:: ABOUT THIS TASK ::
Copy out each line from the start of the material below until the line with "Objective — a point for each instance of the black and", that line included.

——

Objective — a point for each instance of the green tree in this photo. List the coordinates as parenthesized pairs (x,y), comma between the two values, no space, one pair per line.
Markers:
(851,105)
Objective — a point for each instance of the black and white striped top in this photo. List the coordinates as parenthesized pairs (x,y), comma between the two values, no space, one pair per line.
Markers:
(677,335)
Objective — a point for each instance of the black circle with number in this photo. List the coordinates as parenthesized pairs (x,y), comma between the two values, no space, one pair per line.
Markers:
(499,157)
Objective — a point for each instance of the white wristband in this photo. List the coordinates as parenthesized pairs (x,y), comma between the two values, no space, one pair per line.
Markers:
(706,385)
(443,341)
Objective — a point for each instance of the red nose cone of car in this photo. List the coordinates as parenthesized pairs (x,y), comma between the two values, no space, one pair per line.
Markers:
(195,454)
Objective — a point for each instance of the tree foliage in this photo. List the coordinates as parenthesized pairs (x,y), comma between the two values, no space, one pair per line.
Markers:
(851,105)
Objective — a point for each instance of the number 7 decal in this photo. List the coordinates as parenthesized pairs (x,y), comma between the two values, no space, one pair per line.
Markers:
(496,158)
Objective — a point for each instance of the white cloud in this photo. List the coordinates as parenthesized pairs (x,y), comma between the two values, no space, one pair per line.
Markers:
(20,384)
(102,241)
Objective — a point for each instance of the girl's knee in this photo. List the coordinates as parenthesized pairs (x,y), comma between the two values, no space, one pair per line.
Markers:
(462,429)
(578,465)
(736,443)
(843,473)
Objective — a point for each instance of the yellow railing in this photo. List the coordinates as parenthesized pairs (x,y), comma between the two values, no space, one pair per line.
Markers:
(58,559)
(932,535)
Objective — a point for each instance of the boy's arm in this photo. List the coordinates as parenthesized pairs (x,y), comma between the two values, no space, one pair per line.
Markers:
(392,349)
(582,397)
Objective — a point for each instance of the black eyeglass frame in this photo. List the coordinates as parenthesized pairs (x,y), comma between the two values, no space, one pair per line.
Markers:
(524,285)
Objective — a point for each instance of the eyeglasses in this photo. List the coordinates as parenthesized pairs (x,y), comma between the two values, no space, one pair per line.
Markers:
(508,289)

——

:: ANSWER SECTION ::
Objective — a point for each instance of the green tree in this photo. List the coordinates as parenthesized pairs (x,y), comma between the two values, no space, one pair per line.
Markers:
(851,105)
Objective — a point for each instance of the black and white striped top in this photo. List the coordinates as parenthesized pairs (x,y), comma between the two values, no space, one pair per line.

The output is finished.